▶ _TASK A_:
Retype the preprocessing walkthrough from "num_targets_zero = 0" to "np.delete(targets_all, indices_to_remove, axis=0)".
▶ _TASK B_:
For each statement about the preprocessing walkthrough, answer yes or no and quote the words that decide it: (i) The data is loaded from a file named Audiobooks_data.csv. (ii) The inputs are standardized before the dataset is balanced. (iii) The shuffling is done with NumPy's random shuffle function.
▶ _TASK C_:
Proceed with the preprocessing walkthrough from its last line.

▶ _SOURCE EXTRACT_:
━━━━━━

# Neural Network Practical Example - Preprocessing

### Extract the data from csv file 

In [1]:
import numpy as np
from sklearn import preprocessing

raw_csv_data = np.loadtxt('Audiobooks_data.csv', delimiter=',')

unscaled_inputs_all = raw_csv_data[:,1:-1]
targets_all = raw_csv_data[:,-1]

### Balance the dataset 

Make sure each target has equal number of samples in the dataset

In [6]:
num_targets_one = int(targets_all.sum())
num_targets_zero = 0
indices_to_remove = []

for i in range(len(targets_all)):
    if targets_all[i] == 0:
        num_targets_zero += 1
        if num_targets_zero > num_targets_one:
            indices_to_remove.append(i)

unscaled_inputs_balanced = np.delete(unscaled_inputs_all, indices_to_remove, axis=0)
targets_balanced = np.delete(targets_all, indices_to_remove, axis=0)

### Standardize the input 

In [7]:
scaled_inputs = preprocessing.scale(unscaled_inputs_balanced)

### Shuffle the data

In [8]:
shuffled_indices = np.arange(len(scaled_inputs))
np.random.shuffle(shuffled_indices)

shuffled_inputs = scaled_inputs[shuffled_indices]
shuffled_targets = targets_balanced[shuffled_indices]

### Split the dataset into train, validation and test 

In [9]:
num_samples = int(len(shuffled_inputs))

━━━━━━

▶ _SUPPLIED RECORDS_:
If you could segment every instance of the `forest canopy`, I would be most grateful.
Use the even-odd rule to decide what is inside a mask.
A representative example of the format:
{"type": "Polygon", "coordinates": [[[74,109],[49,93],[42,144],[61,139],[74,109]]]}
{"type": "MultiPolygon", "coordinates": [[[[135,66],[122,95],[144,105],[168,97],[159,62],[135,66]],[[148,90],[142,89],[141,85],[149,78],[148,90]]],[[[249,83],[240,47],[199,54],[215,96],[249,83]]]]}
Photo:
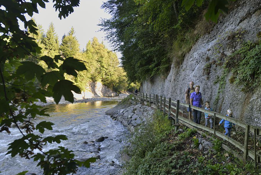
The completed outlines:
{"type": "MultiPolygon", "coordinates": [[[[60,54],[64,58],[73,57],[77,58],[84,64],[87,70],[78,72],[77,76],[67,74],[65,75],[66,79],[74,83],[81,91],[85,91],[88,83],[92,81],[101,82],[118,92],[127,89],[126,74],[120,66],[117,55],[106,48],[102,42],[99,43],[97,38],[94,37],[91,41],[89,41],[85,49],[80,51],[80,44],[75,36],[76,31],[73,27],[67,35],[63,35],[60,44],[53,23],[50,24],[46,33],[41,25],[38,25],[37,28],[37,34],[31,33],[30,30],[29,33],[36,39],[42,48],[39,56],[54,58],[55,55],[60,54]]],[[[36,63],[47,72],[55,70],[48,68],[44,61],[40,61],[36,63]]],[[[57,64],[59,65],[60,63],[57,64]]]]}
{"type": "MultiPolygon", "coordinates": [[[[230,1],[234,1],[231,0],[230,1]]],[[[185,54],[227,13],[227,0],[109,0],[102,8],[112,16],[100,25],[122,53],[132,82],[165,74],[178,67],[185,54]]]]}

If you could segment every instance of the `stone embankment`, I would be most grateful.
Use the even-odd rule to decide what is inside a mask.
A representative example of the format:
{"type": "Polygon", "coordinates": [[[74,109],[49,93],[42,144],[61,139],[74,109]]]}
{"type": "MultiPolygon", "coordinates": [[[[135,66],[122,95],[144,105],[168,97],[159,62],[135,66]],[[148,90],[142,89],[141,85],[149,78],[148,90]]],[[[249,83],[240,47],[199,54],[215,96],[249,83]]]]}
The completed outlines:
{"type": "Polygon", "coordinates": [[[155,111],[150,106],[143,105],[139,102],[131,101],[132,105],[114,111],[111,117],[133,131],[135,126],[151,120],[155,111]]]}

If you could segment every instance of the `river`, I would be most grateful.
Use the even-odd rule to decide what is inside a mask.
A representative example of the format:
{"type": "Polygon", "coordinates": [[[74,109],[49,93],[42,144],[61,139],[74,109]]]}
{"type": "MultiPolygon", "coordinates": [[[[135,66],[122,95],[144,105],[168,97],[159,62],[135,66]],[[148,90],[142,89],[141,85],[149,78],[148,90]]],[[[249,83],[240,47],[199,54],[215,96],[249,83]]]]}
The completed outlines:
{"type": "MultiPolygon", "coordinates": [[[[116,101],[96,101],[87,103],[50,105],[47,113],[50,116],[40,117],[33,120],[36,125],[44,120],[54,123],[53,130],[46,130],[43,136],[64,134],[68,140],[60,144],[48,143],[44,146],[44,151],[54,149],[58,146],[64,146],[74,151],[76,158],[84,157],[90,152],[97,152],[100,160],[91,164],[91,167],[80,167],[77,174],[116,174],[121,169],[122,162],[120,160],[120,152],[126,144],[129,133],[120,123],[112,120],[105,114],[107,110],[117,104],[116,101]],[[94,145],[83,143],[84,141],[93,140],[99,136],[108,138],[94,145]],[[100,150],[97,148],[100,147],[100,150]],[[112,161],[115,162],[113,165],[112,161]]],[[[37,174],[42,174],[41,168],[36,166],[37,162],[32,159],[25,159],[19,156],[12,158],[6,155],[8,143],[22,137],[16,128],[10,128],[11,134],[0,133],[0,174],[15,175],[28,170],[37,174]]],[[[37,134],[39,133],[36,132],[37,134]]],[[[35,153],[39,152],[36,150],[35,153]]]]}

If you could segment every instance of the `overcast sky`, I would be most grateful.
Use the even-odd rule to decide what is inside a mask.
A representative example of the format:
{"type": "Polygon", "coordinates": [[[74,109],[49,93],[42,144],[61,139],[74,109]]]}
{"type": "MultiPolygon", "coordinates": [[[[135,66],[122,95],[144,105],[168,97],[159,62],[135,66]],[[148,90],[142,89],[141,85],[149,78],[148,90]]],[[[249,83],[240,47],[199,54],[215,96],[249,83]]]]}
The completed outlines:
{"type": "MultiPolygon", "coordinates": [[[[74,12],[65,19],[60,20],[58,17],[58,12],[55,12],[51,2],[47,3],[45,9],[38,6],[39,13],[35,13],[33,17],[37,24],[42,25],[46,32],[49,25],[52,22],[54,25],[55,31],[61,43],[62,37],[67,34],[71,27],[73,26],[75,35],[80,44],[81,50],[85,48],[86,44],[94,36],[97,37],[100,42],[103,41],[106,47],[110,50],[114,49],[113,46],[105,40],[106,34],[102,31],[98,32],[100,27],[97,25],[102,18],[109,18],[111,16],[100,9],[103,1],[106,0],[81,0],[79,7],[74,8],[74,12]]],[[[119,52],[116,52],[118,58],[121,56],[119,52]]]]}

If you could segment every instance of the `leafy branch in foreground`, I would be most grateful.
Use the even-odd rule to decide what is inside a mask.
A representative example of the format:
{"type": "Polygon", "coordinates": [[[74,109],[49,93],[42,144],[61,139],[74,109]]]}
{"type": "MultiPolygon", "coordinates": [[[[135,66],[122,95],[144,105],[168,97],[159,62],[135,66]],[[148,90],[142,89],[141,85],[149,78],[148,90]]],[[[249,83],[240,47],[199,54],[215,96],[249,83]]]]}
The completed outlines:
{"type": "MultiPolygon", "coordinates": [[[[60,18],[68,16],[79,4],[79,0],[53,1],[54,7],[59,12],[60,18]]],[[[60,146],[45,152],[42,148],[47,143],[59,143],[67,137],[58,135],[45,138],[33,133],[36,129],[43,134],[46,129],[52,130],[54,125],[45,121],[35,126],[32,119],[37,115],[49,115],[45,113],[46,109],[41,109],[34,103],[39,100],[46,103],[46,97],[53,97],[58,104],[62,95],[66,100],[73,102],[71,91],[78,93],[80,91],[73,82],[65,79],[65,74],[77,76],[78,71],[86,70],[83,63],[72,57],[39,56],[41,48],[30,35],[37,35],[37,25],[33,20],[27,21],[25,15],[27,14],[31,17],[33,13],[38,13],[37,5],[45,8],[48,2],[0,0],[0,132],[10,133],[9,128],[14,123],[22,135],[22,138],[9,144],[7,154],[12,157],[19,155],[25,159],[34,158],[34,161],[39,161],[38,166],[43,169],[44,174],[74,174],[78,166],[89,167],[90,163],[95,161],[95,159],[80,162],[74,158],[72,151],[60,146]],[[18,19],[24,23],[26,30],[19,28],[18,19]],[[47,72],[36,63],[39,60],[54,70],[47,72]],[[36,82],[40,82],[40,85],[36,82]],[[22,126],[19,122],[22,124],[22,126]],[[36,149],[41,153],[33,156],[36,149]]],[[[19,174],[24,174],[27,172],[19,174]]]]}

━━━━━━

▶ _RESULT A_:
num_targets_zero = 0
indices_to_remove = []

for i in range(len(targets_all)):
    if targets_all[i] == 0:
        num_targets_zero += 1
        if num_targets_zero > num_targets_one:
            indices_to_remove.append(i)

unscaled_inputs_balanced = np.delete(unscaled_inputs_all, indices_to_remove, axis=0)
targets_balanced = np.delete(targets_all, indices_to_remove, axis=0)

▶ _RESULT B_:
(i) Yes: "np.loadtxt('Audiobooks_data.csv', delimiter=',')"
(ii) No: "scaled_inputs = preprocessing.scale(unscaled_inputs_balanced)"
(iii) Yes: "np.random.shuffle(shuffled_indices)"

▶ _RESULT C_:
num_train = int(0.8 * num_samples)
num_validation = int(0.1 * num_samples)
num_test = num_samples - num_train - num_validation

train_inputs = shuffled_inputs[:num_train]
train_targets = shuffled_targets[:num_train]
validation_inputs = shuffled_inputs[num_train:num_train+num_validation]
validation_targets = shuffled_targets[num_train:num_train+num_validation]
test_inputs = shuffled_inputs[num_train+num_validation:]
test_targets = shuffled_targets[num_train+num_validation:]

### Save train, validation and test datasets in npz file 

In [10]:
np.savez('Audiobooks_train_data', inputs=train_inputs, targets=train_targets)
np.savez('Audiobooks_validation_data', inputs=validation_inputs, targets=validation_targets)
np.savez('Audiobooks_test_data', inputs=test_inputs, targets=test_targets)